Records shown

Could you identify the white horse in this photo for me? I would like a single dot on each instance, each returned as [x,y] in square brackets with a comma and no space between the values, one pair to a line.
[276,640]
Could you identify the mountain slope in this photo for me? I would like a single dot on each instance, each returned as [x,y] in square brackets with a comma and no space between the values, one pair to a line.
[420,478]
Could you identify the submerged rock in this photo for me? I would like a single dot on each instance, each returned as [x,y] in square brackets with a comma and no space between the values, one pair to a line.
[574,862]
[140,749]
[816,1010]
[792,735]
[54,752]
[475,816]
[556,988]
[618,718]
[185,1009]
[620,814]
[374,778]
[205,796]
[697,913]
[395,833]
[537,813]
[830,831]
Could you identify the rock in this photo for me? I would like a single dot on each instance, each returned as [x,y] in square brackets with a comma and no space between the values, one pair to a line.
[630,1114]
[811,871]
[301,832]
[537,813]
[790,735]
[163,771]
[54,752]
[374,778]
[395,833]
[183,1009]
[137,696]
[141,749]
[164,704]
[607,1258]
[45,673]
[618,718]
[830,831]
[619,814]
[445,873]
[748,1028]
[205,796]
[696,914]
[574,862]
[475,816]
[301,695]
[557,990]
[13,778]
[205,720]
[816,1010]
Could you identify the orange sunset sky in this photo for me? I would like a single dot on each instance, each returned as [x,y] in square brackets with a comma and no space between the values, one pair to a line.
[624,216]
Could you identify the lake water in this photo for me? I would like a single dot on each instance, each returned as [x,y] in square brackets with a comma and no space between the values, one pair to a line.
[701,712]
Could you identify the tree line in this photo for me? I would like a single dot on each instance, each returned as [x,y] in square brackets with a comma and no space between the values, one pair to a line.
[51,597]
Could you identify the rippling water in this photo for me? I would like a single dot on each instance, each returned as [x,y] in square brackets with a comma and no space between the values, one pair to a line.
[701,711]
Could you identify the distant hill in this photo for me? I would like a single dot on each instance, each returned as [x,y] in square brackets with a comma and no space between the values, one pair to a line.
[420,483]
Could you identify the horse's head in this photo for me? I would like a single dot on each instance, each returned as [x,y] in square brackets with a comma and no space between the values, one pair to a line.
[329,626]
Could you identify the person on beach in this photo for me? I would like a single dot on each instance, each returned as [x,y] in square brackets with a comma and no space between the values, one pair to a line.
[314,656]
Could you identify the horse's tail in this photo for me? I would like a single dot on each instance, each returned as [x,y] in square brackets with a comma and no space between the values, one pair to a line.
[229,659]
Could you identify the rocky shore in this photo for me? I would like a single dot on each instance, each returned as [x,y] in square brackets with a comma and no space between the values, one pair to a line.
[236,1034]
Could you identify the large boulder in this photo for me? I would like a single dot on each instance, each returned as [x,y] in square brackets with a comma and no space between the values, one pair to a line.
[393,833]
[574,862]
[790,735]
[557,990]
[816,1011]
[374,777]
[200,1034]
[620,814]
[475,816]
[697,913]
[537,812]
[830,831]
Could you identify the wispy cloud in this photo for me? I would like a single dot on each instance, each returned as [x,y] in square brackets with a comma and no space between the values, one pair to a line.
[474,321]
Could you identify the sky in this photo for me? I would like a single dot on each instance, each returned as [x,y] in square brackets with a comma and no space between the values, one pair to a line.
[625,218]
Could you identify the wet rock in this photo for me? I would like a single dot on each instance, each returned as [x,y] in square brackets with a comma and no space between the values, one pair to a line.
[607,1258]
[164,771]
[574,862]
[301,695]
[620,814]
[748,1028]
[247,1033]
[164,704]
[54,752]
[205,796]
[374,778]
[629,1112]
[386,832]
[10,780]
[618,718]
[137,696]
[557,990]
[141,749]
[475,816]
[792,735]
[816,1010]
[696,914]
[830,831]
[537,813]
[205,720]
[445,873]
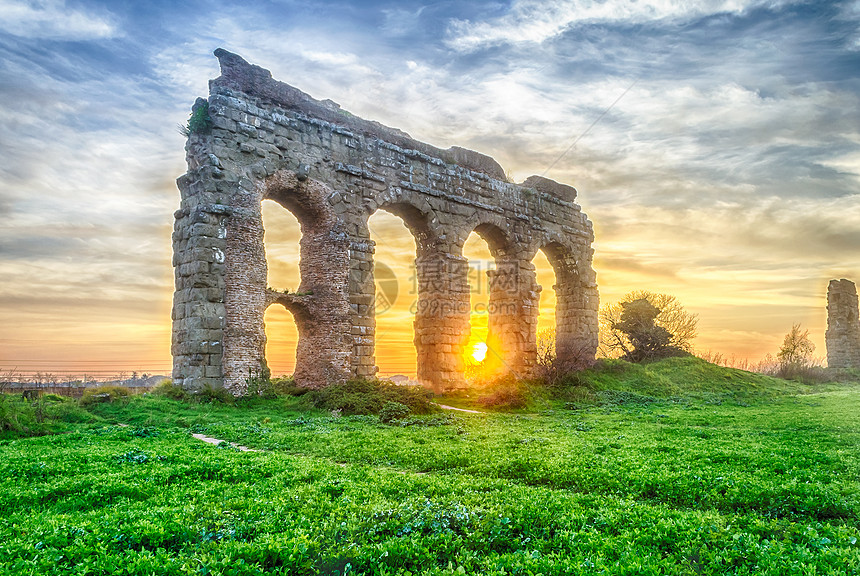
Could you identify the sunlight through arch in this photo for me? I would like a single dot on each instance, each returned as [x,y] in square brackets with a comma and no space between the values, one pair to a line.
[480,260]
[282,235]
[545,274]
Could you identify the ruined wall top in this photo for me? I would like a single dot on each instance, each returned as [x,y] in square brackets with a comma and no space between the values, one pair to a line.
[238,74]
[843,325]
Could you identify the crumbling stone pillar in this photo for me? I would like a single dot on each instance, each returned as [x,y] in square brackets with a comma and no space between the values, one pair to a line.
[843,325]
[513,311]
[442,319]
[576,309]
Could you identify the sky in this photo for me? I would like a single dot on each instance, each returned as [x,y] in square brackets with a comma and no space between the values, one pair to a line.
[715,146]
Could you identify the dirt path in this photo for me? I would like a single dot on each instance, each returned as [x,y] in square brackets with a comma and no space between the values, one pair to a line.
[216,441]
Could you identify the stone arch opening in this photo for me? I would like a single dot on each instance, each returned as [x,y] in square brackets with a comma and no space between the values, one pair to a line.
[281,242]
[317,300]
[545,326]
[394,231]
[478,352]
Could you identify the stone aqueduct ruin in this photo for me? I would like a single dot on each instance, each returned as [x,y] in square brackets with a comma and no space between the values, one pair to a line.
[843,325]
[333,170]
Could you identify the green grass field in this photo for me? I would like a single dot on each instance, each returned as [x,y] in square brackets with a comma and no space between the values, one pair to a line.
[679,467]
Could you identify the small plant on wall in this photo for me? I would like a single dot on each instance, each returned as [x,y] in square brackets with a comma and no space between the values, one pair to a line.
[200,122]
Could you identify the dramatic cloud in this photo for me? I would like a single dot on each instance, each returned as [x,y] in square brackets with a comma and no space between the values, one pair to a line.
[535,21]
[53,20]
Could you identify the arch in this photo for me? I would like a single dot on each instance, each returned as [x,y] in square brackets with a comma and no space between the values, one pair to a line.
[479,351]
[417,216]
[332,170]
[396,288]
[305,198]
[282,335]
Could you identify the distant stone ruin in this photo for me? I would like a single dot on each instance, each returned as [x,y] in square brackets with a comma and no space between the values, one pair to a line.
[258,139]
[843,325]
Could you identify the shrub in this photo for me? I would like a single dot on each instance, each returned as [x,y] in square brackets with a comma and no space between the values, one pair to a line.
[369,396]
[14,414]
[505,393]
[392,411]
[170,390]
[104,394]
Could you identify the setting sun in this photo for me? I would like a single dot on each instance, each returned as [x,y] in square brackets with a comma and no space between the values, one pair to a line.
[479,351]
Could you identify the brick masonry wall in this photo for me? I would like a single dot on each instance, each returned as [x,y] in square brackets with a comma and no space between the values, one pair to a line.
[843,325]
[333,170]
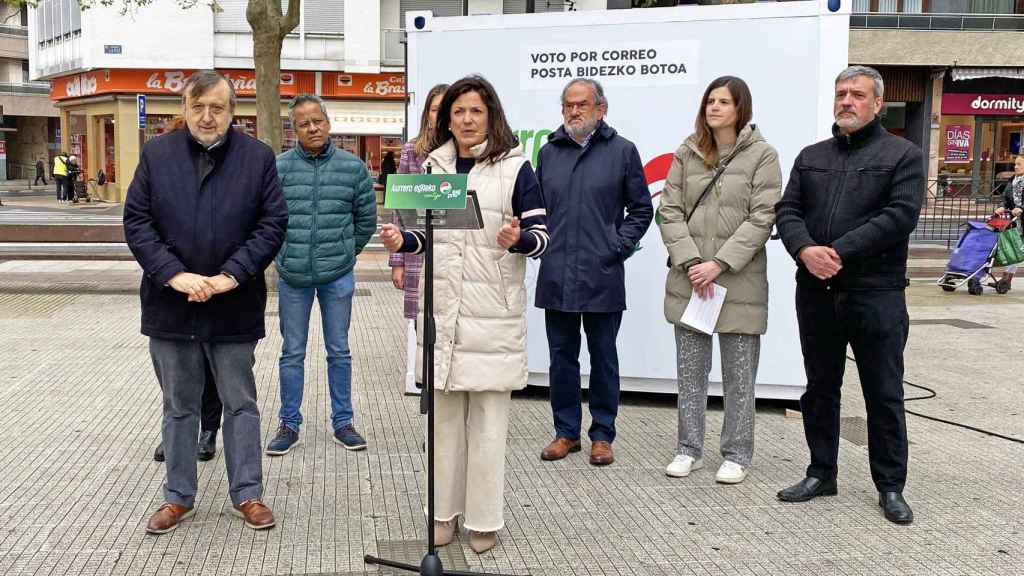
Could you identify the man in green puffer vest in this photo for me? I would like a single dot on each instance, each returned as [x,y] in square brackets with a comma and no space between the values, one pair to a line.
[332,214]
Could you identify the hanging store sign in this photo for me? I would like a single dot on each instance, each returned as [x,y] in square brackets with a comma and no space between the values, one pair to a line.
[983,105]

Brief
Put the data into a Markdown table with the columns Row and Line, beginning at the line that has "Could you identify the setting" and stopping after the last line of the data. Skip blank lines and leave the pictures out.

Solution
| Row | Line |
|---|---|
| 1 | Could you identify the setting sun in this photo for me? I would like a single dot on each instance, each returned as [x,y] in square brackets with a comma and no space between the values, one pair to a line. |
| 2 | [479,351] |
| 3 | Could you identify the brick masonry wall in this photo for me? I would like a single dot on each instance, each returned as [x,y] in square brackets with a comma and no space between the values, one pair to a line. |
| 4 | [843,325] |
| 5 | [333,170] |
| 6 | Could you identify the man in green puffer vest in this photo for me? I would like a single dot on each instance, each returned as [x,y] in square brackets with a comma and no space between the values, one pair to a line. |
| 7 | [332,214] |
| 8 | Could you identify the hanging store sign in this photo for me? I would like a single dot on each instance, each returned as [x,y] in square brackets with a comma and no space between the values, one pair to a line. |
| 9 | [983,105] |